▶ **Directive a**
Rename "solar panel" to "solar array" in the rows from the line holding "point: the lake in this photo" through the end of the rows, inclusive, and return those lines with nothing else altered.

▶ **Excerpt to read**
§
5. Employee agrees that, within the continental United States, he will
not, for a period of two (2) years following the termination of his employment,
enter into or engage in any business that competes with NPC's Business.
6. Employee agrees that, within the continental United States, he will
not, for a period of two (2) years following the termination of his employment,
solicit customers, clients, business, patronage, order for, or sell any services
in competition with NPC's Business.
7. Employee agrees that, within the continental United States, he will
not, for a period of two (2) years following the termination of this employment,
divert, entice, or otherwise take away any customers, clients, business or
orders from NPC or attempt to do so.
8. Employee agrees that, within the continental United States, he will
not, for a period of two (2) years following the termination of his employment,
promote or assist financially or otherwise, any person, firm, association,
partnership, corporation, or other entity engaged in any business that competes
with NPC's Business.
9. For the purpose of paragraphs 4 through 8, inclusive, Employee
understands and agrees that he will be competing if he engages in any or all of
the activities set forth therein directly as an individual on his own account,
or indirectly as a partner, joint venturer, employee, agent, salesman,
consultant, officer or a director of any firm or corporation, or as a
stockholder of any corporation in which Employee or Employee's spouse, child or
parent owns, directly or indirectly, individually or in the aggregate, more than
ten percent (10%) of the outstanding stock.
§
▶ **Directive b**
Output the passage of the noncompete agreement between "5. Employee agrees" and "competes with NPC's Business.", inclusive, word for word.

Rows from a dataset:
§
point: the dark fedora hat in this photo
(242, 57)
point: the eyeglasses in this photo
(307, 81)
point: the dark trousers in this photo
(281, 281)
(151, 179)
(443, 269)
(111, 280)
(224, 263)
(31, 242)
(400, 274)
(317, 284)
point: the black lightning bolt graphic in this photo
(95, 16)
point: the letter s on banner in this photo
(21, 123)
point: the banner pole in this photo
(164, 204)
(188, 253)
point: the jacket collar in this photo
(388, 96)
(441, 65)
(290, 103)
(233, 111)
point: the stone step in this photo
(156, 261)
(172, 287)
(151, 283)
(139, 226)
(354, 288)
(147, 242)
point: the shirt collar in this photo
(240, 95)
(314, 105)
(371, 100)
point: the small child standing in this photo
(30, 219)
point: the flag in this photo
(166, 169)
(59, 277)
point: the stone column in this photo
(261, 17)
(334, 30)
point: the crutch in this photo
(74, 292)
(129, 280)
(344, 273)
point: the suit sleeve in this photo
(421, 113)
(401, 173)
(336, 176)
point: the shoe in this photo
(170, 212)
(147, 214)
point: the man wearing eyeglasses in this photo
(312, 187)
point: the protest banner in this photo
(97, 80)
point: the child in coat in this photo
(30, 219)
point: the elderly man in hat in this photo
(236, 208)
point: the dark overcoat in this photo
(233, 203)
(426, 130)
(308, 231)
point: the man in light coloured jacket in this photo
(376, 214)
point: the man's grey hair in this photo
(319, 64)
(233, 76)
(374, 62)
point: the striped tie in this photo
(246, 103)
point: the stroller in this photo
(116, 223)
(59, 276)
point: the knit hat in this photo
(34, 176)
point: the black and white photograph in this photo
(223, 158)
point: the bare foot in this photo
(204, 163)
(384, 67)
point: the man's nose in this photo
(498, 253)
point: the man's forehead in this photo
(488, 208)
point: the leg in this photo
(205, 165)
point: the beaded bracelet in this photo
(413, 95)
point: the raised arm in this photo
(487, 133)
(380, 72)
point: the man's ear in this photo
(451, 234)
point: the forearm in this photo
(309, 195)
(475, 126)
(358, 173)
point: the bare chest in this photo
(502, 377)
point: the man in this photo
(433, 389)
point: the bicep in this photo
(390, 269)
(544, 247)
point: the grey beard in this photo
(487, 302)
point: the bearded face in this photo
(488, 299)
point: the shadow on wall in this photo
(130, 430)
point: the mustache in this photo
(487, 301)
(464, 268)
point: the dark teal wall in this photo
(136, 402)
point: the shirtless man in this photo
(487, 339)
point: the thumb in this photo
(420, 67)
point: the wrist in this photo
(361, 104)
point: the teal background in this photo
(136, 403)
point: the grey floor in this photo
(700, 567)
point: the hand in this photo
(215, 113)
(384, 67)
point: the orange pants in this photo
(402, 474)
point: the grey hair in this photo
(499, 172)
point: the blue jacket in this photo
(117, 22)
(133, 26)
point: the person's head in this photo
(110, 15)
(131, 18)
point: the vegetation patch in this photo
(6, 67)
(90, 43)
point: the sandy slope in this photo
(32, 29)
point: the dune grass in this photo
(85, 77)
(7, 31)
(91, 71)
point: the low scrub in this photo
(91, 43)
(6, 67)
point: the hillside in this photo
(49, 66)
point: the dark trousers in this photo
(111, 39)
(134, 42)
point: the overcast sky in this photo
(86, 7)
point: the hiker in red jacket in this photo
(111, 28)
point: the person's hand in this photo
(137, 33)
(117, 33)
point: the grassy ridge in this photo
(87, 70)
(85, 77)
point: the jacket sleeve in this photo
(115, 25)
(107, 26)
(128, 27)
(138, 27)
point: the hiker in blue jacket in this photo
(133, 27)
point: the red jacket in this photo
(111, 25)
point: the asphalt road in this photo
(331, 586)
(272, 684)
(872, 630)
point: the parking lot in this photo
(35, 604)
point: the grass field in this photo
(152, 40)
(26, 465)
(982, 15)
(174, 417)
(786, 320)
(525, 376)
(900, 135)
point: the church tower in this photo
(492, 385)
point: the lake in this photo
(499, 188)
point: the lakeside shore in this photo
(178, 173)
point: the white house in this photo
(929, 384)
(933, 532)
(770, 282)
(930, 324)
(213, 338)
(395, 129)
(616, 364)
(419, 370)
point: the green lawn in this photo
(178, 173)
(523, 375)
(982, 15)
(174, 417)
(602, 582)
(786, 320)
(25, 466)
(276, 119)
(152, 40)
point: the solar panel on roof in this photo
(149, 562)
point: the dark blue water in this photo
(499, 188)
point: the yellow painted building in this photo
§
▶ **Complete output a**
point: the lake in this photo
(499, 188)
point: the lakeside shore in this photo
(178, 173)
point: the white house in this photo
(929, 384)
(933, 532)
(770, 282)
(930, 324)
(213, 338)
(395, 129)
(616, 364)
(419, 370)
point: the green lawn in this photo
(178, 173)
(523, 375)
(982, 15)
(174, 417)
(602, 582)
(786, 320)
(25, 466)
(276, 119)
(152, 40)
point: the solar array on roof in this photo
(149, 562)
point: the dark blue water in this photo
(499, 188)
point: the yellow painted building in this photo

▶ **Complete output b**
5. Employee agrees that, within the continental United States, he will
not, for a period of two (2) years following the termination of his employment,
enter into or engage in any business that competes with NPC's Business.